(WORK INSTRUCTIONS):
In the treetime thread, which part of the CSV does corneliusroemer say shouldn't contain anything sensitive?

Code Monkey home page Code Monkey logo

Comments (7)

BCMollett avatar BCMollett commented on July 26, 2024 1

I'm glad it was a relatively simple issue! You have given me a bit to think about with this dataset and treetime troubleshooting

Thanks so much for your assistance.

from treetime.

corneliusroemer avatar corneliusroemer commented on July 26, 2024

Hi Ben, happy to help! It sounds like somewhere between you and treetime there's a misunderstanding about what the sampling dates are. Could be as simple as a different column name for your dates. But rather than speculating, the best way forward is if you share your inputs (the tree exact files), the exact command you use (copy paste) and the output of treetime --version. You can send the files to [email protected] if you can't share publicly.

from treetime.

BCMollett avatar BCMollett commented on July 26, 2024

Thank you for the quick reply!
I am just checking the restrictions that may be in place surrounding sharing files on my end but when/if possible I will send the files through email

from treetime.

corneliusroemer avatar corneliusroemer commented on July 26, 2024

It should be possible to debug with a lot of columns removed to reduce scope of sharing.

You could try reducing sample numbers to 5 or so, maybe you have some public samples in there anyways, just keep these?

Otherwise, just the header of the csv could be useful - that shouldn't contain anything sensitive.

(Dataset entries)

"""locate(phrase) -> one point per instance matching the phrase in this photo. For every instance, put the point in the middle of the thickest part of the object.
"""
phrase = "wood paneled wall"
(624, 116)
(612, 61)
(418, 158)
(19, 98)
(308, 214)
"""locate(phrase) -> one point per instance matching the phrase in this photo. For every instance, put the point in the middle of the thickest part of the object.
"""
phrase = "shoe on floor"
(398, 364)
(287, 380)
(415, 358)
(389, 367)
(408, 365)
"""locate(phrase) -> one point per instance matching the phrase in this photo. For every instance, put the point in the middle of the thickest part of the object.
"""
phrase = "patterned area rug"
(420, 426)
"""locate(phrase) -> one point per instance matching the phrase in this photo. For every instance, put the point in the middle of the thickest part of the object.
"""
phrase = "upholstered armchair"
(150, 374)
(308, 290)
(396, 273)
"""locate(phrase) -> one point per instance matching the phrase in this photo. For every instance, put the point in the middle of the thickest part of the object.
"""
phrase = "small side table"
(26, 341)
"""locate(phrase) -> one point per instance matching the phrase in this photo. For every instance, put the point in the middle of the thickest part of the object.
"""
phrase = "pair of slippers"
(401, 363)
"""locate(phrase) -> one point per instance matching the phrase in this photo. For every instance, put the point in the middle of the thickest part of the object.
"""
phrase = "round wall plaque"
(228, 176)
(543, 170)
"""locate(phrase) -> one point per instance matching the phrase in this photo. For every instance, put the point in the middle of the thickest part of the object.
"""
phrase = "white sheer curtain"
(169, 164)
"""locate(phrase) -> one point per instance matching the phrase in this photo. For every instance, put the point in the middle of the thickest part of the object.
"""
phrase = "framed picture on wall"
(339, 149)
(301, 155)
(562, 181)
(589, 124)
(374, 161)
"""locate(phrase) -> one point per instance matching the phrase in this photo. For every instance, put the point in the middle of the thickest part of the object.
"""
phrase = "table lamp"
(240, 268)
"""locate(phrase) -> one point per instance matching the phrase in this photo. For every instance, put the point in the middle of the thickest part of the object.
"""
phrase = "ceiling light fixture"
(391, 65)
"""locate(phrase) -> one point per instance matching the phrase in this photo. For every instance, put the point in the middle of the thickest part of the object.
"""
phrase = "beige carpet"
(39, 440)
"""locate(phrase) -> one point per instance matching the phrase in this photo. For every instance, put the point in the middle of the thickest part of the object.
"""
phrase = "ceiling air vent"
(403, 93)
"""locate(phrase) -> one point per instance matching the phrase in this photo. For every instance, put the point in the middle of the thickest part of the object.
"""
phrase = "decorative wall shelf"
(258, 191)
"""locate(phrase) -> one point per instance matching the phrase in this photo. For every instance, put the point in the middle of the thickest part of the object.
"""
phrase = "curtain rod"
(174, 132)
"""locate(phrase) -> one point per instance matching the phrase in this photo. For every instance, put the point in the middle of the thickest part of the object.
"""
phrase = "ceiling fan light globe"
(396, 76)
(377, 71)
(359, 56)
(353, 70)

(ANSWER SPACE):
The header.